Work to be completed: Below are the records. Retype exactly the lines between the lines holding "[[303, 245], [729, 321], [303, 144], [716, 355]]" and "[[539, 212], [134, 183], [609, 120], [82, 109]]", inclusive.

Records for the exercise:
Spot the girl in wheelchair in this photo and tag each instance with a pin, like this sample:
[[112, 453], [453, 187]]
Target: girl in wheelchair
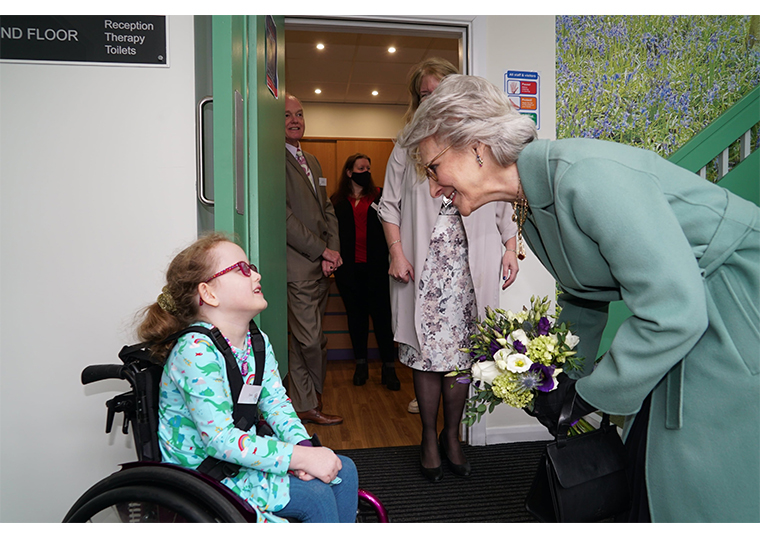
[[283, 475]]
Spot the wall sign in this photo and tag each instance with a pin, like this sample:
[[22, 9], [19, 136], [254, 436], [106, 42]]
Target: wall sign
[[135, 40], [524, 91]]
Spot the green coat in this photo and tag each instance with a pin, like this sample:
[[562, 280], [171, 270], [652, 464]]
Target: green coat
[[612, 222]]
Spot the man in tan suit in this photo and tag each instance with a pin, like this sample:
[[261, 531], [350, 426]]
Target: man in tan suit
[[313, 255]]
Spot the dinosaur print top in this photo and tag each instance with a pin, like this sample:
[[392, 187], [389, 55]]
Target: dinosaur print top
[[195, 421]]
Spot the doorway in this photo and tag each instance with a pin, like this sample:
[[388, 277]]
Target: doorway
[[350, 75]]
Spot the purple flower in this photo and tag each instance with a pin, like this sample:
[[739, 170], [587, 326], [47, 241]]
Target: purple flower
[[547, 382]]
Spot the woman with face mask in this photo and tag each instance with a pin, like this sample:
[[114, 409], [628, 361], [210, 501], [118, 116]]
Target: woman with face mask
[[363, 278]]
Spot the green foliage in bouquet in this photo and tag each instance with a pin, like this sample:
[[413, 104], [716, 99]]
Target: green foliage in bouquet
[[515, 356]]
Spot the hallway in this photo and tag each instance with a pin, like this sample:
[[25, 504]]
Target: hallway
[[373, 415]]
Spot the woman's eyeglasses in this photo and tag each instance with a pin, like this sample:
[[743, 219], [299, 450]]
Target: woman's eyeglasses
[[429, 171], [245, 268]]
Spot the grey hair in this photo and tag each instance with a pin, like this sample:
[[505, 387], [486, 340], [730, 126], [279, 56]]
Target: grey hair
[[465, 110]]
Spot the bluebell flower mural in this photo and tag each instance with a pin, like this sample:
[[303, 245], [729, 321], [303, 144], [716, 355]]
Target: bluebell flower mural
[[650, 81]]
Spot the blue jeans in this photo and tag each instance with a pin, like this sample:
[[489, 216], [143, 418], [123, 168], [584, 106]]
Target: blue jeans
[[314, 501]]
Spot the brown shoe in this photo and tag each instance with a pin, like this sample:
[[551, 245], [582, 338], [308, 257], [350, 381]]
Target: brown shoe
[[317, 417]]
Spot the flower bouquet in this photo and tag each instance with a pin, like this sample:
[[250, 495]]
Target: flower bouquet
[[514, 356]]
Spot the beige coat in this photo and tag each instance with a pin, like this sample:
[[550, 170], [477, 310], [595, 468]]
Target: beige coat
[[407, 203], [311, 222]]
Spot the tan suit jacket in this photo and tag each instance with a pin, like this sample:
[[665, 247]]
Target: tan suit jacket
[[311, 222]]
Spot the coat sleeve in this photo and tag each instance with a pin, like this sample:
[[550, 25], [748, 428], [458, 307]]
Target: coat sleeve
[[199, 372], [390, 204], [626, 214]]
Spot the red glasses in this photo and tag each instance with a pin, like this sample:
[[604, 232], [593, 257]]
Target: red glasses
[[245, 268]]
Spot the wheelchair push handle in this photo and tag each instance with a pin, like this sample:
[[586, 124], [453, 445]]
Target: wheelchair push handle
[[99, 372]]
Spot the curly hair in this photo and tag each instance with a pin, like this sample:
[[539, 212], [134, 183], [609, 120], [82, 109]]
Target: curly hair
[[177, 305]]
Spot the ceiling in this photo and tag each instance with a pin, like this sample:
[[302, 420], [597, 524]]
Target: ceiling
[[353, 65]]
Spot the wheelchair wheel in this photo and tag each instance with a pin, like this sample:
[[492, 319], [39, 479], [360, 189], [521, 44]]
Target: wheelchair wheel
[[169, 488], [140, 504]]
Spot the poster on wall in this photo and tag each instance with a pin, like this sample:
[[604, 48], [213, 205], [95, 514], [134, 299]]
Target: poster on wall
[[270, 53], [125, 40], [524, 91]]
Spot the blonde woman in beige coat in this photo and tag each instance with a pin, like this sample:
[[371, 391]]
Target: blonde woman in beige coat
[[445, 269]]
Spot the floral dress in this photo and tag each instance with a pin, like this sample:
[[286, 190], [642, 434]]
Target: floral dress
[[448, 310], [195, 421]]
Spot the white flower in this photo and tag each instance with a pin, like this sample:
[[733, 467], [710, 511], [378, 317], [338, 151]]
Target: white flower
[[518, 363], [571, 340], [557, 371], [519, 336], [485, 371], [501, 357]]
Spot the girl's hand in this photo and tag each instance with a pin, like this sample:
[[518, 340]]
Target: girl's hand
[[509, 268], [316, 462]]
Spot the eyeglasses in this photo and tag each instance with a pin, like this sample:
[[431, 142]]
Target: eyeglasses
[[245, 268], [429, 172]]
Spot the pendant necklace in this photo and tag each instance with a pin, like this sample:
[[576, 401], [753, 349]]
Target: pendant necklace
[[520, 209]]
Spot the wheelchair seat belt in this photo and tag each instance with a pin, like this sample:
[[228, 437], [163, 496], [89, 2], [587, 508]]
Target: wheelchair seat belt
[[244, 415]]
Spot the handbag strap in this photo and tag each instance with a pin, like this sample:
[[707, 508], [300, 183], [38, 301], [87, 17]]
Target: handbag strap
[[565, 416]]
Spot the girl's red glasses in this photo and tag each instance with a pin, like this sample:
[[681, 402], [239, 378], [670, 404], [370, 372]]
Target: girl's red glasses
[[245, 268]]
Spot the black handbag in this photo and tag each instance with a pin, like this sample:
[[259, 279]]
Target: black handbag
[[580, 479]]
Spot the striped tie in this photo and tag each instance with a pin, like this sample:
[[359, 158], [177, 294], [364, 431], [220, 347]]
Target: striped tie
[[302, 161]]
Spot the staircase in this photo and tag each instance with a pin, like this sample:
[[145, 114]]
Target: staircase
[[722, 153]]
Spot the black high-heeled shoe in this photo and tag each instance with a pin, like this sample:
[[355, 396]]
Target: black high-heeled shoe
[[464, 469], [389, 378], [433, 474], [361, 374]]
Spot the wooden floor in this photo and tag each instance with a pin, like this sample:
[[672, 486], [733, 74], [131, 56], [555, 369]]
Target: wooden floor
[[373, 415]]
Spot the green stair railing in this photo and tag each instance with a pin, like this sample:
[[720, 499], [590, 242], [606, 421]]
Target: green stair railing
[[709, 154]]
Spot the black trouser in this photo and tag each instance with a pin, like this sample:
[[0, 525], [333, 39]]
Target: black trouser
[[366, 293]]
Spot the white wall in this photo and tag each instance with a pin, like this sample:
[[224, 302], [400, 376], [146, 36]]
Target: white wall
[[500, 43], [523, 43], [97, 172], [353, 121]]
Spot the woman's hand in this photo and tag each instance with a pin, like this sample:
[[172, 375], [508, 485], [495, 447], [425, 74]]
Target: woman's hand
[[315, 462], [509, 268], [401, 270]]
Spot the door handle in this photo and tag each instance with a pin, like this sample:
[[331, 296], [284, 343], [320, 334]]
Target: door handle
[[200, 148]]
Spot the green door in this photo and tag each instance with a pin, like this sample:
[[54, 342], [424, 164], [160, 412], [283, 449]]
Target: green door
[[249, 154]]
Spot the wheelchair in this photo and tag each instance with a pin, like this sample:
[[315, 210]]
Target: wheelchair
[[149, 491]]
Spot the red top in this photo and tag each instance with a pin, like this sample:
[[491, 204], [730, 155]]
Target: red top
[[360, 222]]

* * *

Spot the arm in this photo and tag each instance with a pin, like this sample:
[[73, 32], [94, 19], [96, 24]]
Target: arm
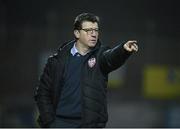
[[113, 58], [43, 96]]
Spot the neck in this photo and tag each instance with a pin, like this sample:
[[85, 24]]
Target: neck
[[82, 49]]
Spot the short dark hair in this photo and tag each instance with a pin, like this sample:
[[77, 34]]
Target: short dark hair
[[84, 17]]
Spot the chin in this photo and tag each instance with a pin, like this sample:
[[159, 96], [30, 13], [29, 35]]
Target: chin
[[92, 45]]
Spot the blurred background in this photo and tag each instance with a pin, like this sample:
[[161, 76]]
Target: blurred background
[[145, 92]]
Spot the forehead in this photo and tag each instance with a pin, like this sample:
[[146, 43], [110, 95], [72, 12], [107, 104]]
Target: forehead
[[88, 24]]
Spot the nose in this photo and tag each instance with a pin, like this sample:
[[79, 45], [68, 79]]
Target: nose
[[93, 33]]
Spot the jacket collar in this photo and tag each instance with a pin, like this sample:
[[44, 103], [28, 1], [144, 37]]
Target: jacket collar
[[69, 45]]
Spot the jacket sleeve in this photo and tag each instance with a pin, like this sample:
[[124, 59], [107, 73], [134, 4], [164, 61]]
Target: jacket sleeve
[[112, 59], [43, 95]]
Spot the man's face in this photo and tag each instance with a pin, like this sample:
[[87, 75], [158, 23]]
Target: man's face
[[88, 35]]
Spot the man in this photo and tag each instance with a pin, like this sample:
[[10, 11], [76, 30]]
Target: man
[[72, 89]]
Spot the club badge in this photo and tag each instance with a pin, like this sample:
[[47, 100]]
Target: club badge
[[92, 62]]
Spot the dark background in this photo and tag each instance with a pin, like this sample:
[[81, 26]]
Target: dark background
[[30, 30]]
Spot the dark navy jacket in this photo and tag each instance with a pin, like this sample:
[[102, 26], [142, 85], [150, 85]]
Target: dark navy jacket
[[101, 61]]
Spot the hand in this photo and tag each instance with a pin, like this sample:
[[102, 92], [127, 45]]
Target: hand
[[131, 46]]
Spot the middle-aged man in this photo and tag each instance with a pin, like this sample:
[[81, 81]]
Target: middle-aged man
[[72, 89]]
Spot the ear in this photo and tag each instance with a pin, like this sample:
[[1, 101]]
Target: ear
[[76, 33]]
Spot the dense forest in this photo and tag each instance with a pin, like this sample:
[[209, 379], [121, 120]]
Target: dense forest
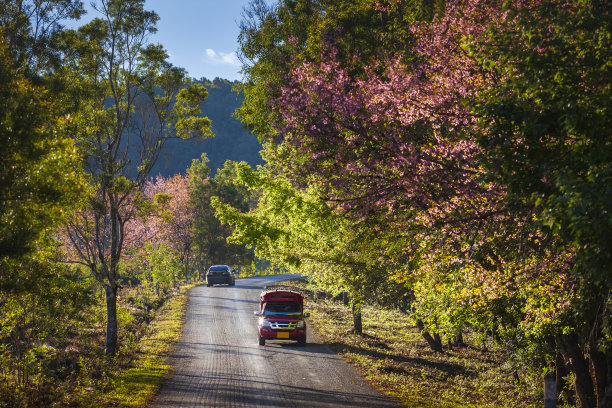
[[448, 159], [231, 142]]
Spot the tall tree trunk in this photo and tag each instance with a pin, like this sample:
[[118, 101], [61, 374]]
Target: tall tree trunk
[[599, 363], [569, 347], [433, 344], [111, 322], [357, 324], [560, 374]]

* * *

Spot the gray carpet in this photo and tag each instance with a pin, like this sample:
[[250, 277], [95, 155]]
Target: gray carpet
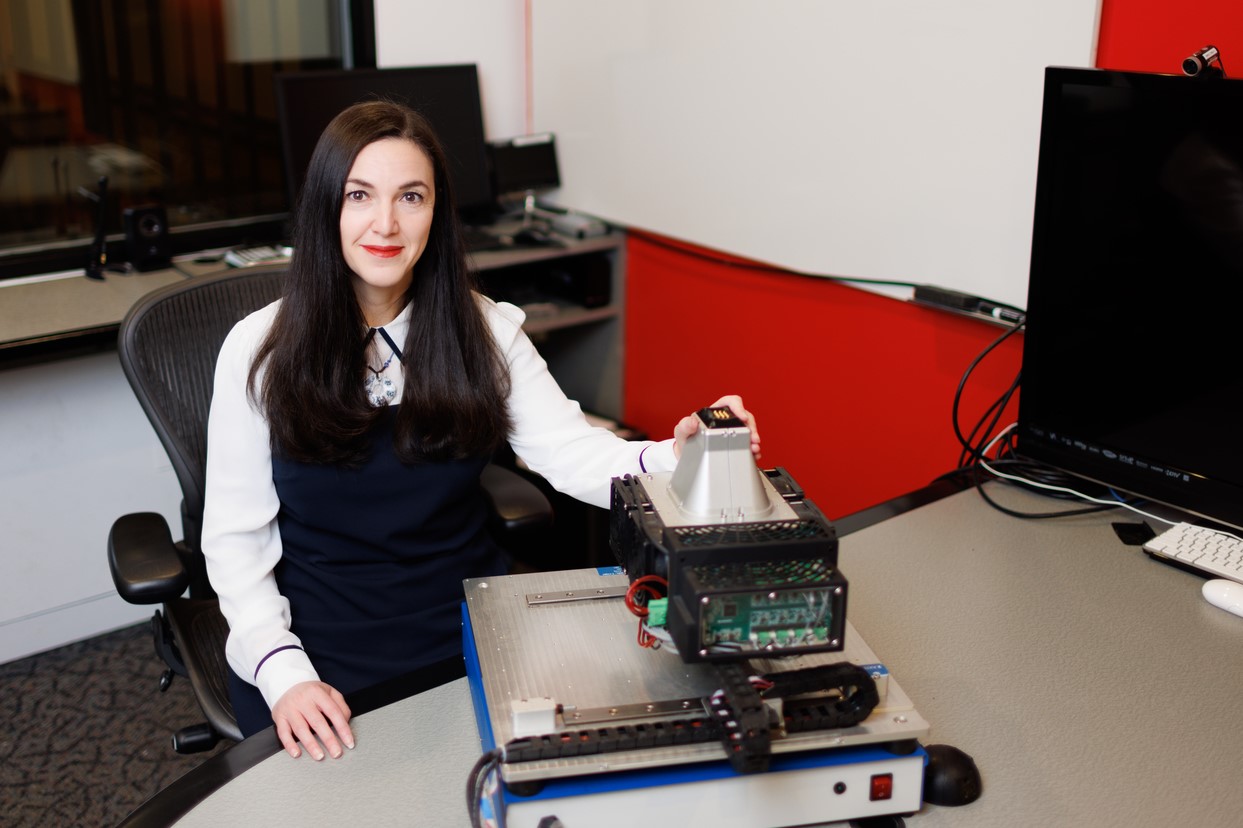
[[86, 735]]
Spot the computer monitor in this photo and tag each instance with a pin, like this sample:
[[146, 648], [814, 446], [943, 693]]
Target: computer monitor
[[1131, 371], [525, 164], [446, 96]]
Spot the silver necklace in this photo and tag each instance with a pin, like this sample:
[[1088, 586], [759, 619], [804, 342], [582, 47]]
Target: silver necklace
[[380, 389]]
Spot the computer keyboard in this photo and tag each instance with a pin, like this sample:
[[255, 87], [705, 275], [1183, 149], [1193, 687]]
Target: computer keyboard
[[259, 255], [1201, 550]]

Completed exercise:
[[303, 245], [729, 321], [303, 144], [716, 355]]
Target: bluebell flower mural
[[650, 81]]
Spot the blue jeans in this photo and tag each instance with a pin, like this sample:
[[489, 216], [143, 418], [123, 168], [584, 106]]
Target: blue jeans
[[314, 501]]
Spot the brown shoe in this photo and tag each instance with a pin, like this sample:
[[551, 245], [582, 338], [308, 257], [350, 381]]
Target: brown shoe
[[317, 417]]
Spot the flower bouquet in this photo and tag each instance with a pin, like this sample:
[[250, 495]]
Target: flower bouquet
[[514, 356]]
Spot the beige coat in this photo and tag each instance with a pin, like this sample:
[[550, 170], [477, 310], [595, 468]]
Target: beige coat
[[407, 203], [311, 222]]
Spot the tan suit jacket in this photo and tag each instance with a pin, like this sample:
[[665, 247]]
Target: tan suit jacket
[[311, 222]]
Spot the coat sleeve in this photo and tag each instance with a pin, like this sample:
[[550, 25], [748, 428], [458, 307]]
Target: coat sleeve
[[199, 372], [390, 204], [626, 214]]
Spot the red glasses in this photo and tag each instance with a pin, like this sample:
[[604, 232], [593, 257]]
Target: red glasses
[[245, 268]]
Spot the wheelchair push handle in this photo and tag each instance with a pin, like this sample:
[[586, 124], [453, 445]]
Target: wheelchair push handle
[[99, 372]]
Spot the curly hair in this photo and tag each instance with a pin, like this sample:
[[539, 212], [134, 183], [609, 120], [82, 109]]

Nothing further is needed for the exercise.